#### Input records:
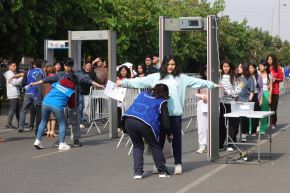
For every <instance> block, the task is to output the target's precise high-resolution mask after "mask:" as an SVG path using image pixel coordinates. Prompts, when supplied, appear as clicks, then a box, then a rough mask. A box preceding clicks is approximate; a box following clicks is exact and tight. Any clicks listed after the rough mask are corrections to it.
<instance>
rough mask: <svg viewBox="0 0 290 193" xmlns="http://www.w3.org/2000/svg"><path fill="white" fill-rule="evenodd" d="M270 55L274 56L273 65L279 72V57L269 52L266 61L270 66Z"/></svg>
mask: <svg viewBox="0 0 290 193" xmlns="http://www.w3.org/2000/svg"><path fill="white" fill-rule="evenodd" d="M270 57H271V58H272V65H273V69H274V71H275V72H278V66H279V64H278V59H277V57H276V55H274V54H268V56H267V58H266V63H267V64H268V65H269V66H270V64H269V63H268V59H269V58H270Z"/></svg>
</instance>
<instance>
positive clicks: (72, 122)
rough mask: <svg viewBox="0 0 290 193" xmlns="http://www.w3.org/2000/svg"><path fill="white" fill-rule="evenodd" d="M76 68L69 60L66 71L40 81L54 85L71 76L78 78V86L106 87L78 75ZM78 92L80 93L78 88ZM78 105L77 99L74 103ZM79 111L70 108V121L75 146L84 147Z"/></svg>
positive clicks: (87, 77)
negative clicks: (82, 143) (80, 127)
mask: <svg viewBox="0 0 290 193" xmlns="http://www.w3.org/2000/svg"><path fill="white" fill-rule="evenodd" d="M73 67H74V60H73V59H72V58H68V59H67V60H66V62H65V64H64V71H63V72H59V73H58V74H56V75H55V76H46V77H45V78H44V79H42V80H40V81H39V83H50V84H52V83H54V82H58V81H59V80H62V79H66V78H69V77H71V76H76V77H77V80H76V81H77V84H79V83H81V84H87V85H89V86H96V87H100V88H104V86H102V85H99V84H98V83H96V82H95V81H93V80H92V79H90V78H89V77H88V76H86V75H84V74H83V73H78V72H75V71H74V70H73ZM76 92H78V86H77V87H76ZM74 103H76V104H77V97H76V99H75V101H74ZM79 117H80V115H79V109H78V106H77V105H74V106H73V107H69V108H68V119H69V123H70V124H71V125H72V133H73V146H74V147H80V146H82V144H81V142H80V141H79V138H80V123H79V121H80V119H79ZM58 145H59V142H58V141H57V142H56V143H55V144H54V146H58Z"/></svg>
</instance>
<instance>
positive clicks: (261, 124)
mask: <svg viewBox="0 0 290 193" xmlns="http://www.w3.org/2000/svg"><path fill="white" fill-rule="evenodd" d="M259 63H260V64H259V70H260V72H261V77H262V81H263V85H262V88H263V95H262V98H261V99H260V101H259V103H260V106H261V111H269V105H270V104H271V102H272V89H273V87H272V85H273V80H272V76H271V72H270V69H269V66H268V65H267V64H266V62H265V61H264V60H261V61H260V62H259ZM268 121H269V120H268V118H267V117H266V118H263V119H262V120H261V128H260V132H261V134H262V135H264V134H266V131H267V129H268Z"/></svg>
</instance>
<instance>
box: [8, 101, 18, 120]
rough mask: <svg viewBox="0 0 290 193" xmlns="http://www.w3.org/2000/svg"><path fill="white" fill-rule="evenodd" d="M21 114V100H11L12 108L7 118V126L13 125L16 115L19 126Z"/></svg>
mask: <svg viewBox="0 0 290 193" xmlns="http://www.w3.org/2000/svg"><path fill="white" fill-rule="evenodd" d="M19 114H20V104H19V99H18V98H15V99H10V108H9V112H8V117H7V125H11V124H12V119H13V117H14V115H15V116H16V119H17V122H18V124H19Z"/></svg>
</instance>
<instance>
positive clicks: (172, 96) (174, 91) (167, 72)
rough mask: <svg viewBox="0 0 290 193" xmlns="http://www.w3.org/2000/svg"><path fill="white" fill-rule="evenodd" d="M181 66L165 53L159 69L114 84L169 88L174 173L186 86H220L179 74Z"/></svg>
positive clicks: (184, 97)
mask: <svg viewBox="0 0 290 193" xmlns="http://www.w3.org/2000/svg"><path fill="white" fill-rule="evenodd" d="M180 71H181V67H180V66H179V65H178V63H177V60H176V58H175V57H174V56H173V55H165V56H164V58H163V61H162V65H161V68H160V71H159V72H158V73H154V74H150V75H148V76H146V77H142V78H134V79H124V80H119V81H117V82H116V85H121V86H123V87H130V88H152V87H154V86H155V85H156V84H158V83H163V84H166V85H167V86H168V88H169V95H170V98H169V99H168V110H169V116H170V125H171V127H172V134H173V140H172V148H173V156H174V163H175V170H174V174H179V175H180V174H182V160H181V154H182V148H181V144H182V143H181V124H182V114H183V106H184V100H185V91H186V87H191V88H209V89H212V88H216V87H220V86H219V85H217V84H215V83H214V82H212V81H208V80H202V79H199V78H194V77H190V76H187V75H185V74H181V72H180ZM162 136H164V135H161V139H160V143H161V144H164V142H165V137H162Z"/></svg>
--
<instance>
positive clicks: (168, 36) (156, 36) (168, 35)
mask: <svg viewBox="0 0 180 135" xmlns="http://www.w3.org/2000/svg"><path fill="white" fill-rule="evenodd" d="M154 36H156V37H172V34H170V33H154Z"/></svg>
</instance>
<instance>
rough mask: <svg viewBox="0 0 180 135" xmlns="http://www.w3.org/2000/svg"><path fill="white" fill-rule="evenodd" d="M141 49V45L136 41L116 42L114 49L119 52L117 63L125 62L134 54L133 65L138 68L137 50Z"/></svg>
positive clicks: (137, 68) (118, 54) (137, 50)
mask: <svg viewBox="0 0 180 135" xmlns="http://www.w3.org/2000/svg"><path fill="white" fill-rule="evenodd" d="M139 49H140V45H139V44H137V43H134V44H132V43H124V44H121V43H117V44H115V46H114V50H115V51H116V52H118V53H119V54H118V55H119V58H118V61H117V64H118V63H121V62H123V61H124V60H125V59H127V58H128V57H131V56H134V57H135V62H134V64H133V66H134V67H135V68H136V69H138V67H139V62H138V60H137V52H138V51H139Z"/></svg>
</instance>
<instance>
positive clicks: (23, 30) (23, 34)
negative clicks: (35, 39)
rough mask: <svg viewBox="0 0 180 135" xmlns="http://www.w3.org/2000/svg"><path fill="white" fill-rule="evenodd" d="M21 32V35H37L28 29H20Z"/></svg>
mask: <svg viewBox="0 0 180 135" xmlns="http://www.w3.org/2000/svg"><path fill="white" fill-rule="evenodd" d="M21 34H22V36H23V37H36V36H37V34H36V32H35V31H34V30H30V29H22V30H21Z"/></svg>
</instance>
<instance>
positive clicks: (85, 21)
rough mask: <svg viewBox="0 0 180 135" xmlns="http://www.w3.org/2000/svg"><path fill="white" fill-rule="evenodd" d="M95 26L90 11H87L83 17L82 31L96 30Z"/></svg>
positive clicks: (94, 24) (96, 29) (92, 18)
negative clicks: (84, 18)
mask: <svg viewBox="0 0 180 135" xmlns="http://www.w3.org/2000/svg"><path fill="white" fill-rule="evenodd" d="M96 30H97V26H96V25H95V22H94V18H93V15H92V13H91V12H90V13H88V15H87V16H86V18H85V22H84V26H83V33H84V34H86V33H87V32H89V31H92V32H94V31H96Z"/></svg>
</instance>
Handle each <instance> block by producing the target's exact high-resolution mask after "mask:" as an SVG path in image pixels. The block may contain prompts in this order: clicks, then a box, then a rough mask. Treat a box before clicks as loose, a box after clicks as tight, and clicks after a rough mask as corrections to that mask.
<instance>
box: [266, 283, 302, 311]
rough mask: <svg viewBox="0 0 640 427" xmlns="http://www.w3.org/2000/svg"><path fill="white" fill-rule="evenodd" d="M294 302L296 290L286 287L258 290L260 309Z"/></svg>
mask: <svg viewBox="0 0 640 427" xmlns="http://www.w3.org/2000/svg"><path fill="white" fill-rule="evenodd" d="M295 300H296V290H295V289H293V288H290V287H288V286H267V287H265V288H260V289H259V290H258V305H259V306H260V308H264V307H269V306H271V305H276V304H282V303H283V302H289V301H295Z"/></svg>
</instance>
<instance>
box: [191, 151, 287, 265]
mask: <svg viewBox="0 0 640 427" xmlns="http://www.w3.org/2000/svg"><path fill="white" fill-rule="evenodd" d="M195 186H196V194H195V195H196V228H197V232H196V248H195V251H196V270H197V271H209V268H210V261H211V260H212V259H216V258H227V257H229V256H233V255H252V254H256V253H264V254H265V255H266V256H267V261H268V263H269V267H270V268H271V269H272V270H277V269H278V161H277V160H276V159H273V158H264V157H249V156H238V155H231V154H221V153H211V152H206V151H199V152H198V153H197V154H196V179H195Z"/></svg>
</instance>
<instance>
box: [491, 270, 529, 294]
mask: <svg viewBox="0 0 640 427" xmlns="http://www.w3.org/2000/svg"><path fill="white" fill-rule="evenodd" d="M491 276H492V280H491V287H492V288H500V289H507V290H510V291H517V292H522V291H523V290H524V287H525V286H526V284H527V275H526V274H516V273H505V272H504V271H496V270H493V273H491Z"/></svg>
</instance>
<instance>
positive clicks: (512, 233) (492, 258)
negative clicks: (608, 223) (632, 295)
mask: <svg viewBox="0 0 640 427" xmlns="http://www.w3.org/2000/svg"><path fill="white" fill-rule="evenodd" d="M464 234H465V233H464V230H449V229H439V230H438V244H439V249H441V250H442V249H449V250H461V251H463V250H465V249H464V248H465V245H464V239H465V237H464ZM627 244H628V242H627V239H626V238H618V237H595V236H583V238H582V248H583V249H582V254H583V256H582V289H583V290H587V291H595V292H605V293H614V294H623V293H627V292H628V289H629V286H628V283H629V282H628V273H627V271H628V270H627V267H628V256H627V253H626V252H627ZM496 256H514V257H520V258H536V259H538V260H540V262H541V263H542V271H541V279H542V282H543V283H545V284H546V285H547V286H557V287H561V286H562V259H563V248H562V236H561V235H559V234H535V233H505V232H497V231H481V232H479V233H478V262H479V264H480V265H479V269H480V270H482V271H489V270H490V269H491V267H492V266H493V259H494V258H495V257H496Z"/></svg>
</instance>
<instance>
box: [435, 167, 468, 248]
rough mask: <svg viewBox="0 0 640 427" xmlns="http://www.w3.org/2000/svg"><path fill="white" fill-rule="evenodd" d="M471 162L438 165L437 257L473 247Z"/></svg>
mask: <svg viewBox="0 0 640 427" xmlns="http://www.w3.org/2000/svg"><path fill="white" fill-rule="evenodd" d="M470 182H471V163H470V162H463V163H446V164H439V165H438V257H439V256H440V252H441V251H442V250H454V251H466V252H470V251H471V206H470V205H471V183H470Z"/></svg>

#### Problem to solve:
Please list every line of the items that contains the string "negative", treating uppercase and lowercase as different.

#### Solution to the exercise:
negative clicks: (82, 143) (80, 127)
negative clicks: (35, 39)
negative clicks: (84, 18)
negative clicks: (608, 223) (632, 295)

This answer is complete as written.